De la sécurité à la culture...

Du côté de la sécurité, un sujet qui a fait la manchette au cours des dernières semaines à l'échelle de la métropole, le maire écologiste prend acte « des nouvelles formes d'insécurité et de violence urbaine qui ont vu le jour » et annonce l'augmentation du budget de fonctionnement « des acteurs de la prévention » de 40 %, avec l'embauche de policiers municipaux (nombre NC) ainsi le développement de brigade de cyclistes et de police équestre.

Cette PPI comprendra également une augmentation du budget du CCAS, qui passerait ainsi de 37 à 39 millions d'euros, ainsi que la rénovation de bains-douches et la création d'un nouveau pôle d'hygiène, pour 2 millions d'euros.
※
PROBLÈMES À RÉSOUDRE:
1: Reprenez la liste en commençant à son début et en terminant à la ligne qui contient « x=199, y=13 », en remplaçant « shoreline » par « coastline » sans rien modifier d'autre.
2: Poursuivez le texte sur la sécurité et le budget de la ville après sa dernière phrase.
※
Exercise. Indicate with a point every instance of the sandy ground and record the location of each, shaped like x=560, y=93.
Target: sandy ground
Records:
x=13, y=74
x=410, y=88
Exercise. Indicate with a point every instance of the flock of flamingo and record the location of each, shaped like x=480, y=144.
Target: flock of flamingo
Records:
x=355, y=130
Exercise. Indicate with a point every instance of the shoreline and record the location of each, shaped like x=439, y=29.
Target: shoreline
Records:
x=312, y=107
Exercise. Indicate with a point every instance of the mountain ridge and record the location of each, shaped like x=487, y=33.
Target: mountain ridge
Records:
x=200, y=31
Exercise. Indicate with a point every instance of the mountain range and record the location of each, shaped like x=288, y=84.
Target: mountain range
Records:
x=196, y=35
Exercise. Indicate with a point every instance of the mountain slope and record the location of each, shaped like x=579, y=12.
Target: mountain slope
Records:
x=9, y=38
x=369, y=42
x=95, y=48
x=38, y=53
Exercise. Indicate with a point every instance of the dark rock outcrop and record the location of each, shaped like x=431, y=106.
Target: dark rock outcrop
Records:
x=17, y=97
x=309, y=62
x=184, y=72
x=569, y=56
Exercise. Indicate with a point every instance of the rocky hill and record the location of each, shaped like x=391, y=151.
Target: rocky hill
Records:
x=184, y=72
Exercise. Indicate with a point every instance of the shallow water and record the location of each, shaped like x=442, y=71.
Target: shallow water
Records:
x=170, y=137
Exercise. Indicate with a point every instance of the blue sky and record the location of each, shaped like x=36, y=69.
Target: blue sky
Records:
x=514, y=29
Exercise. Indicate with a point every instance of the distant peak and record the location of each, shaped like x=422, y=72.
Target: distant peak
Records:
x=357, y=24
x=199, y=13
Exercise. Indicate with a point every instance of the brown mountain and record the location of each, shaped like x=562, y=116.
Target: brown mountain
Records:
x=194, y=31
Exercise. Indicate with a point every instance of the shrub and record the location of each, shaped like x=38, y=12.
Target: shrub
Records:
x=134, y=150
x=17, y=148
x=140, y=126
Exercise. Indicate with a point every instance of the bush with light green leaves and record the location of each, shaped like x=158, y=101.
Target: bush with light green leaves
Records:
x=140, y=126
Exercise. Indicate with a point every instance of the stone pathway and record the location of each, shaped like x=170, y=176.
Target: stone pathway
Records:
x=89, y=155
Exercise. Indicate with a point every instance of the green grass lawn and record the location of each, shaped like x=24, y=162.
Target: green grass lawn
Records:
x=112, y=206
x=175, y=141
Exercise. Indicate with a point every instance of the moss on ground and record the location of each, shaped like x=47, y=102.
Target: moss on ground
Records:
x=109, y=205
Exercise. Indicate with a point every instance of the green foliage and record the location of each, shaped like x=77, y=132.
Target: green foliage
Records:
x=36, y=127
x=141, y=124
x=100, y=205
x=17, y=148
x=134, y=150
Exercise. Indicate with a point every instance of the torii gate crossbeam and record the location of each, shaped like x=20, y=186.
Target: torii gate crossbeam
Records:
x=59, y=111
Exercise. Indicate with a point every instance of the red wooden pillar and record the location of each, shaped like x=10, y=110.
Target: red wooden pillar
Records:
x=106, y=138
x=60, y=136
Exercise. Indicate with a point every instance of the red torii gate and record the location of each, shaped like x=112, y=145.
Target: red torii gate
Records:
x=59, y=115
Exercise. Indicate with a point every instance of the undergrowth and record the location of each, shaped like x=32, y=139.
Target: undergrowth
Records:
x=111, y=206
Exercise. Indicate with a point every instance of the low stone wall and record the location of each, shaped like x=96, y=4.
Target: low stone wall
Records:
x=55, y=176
※
RÉSULTATS PAR TÂCHE:
1:
Exercise. Indicate with a point every instance of the sandy ground and record the location of each, shaped like x=560, y=93.
Target: sandy ground
Records:
x=13, y=74
x=410, y=88
Exercise. Indicate with a point every instance of the flock of flamingo and record the location of each, shaped like x=480, y=144.
Target: flock of flamingo
Records:
x=355, y=130
Exercise. Indicate with a point every instance of the coastline and record the location of each, shaped like x=439, y=29.
Target: coastline
Records:
x=312, y=107
Exercise. Indicate with a point every instance of the mountain ridge and record the location of each, shaped like x=487, y=33.
Target: mountain ridge
Records:
x=200, y=31
Exercise. Indicate with a point every instance of the mountain range and record the location of each, shaped like x=288, y=84.
Target: mountain range
Records:
x=196, y=35
Exercise. Indicate with a point every instance of the mountain slope and record the location of each, shaped like x=579, y=12.
Target: mountain slope
Records:
x=9, y=38
x=369, y=42
x=95, y=48
x=38, y=53
Exercise. Indicate with a point every instance of the dark rock outcrop and record the location of each, shaped like x=431, y=106.
Target: dark rock outcrop
Records:
x=17, y=97
x=309, y=62
x=184, y=72
x=569, y=56
Exercise. Indicate with a point every instance of the rocky hill and record the location of each, shaped like x=391, y=151.
Target: rocky hill
Records:
x=184, y=72
Exercise. Indicate with a point every instance of the shallow water and record the location of each, shaped like x=442, y=71.
Target: shallow water
Records:
x=170, y=137
Exercise. Indicate with a point every instance of the blue sky and record the location of each, shaped like x=36, y=69.
Target: blue sky
Records:
x=514, y=29
Exercise. Indicate with a point every instance of the distant peak and record the location of each, shaped like x=422, y=72.
Target: distant peak
Records:
x=357, y=24
x=199, y=13

2:
En pleine période de crise sanitaire, 238 millions d'euros seront affectés au sport et à la culture, avec notamment une enveloppe de 115 millions qui sera affecté aux vingt grands établissements culturels lyonnais (auditorium, bibliothèque municipale, opéra, théâtre des Célestins, etc).

Lire aussi : Réouverture des lieux culturels : "une piste intéressante et raisonnable" (Aline Sam-Giao, Auditorium-Orchestre National de Lyon)

« Nous devons investir dans ses grandes institutions culturelles pour garantir leur fonctionnement équitable et soutenir la création au sein de la Ville De Lyon », a ainsi estimé Grégory Doucet.

L'instauration d'un budget participatif de 50 millions d'euros est prévue, et se verrait scindé en deux volets, avec 25 millions pour les projets proposés par les habitants, et 25 millions pour des lieux identifiés en amont par la municipalité et soumis à des projets, qui pourraient être bâtis par les lyonnais.

Quid du volet économique et de la dette ?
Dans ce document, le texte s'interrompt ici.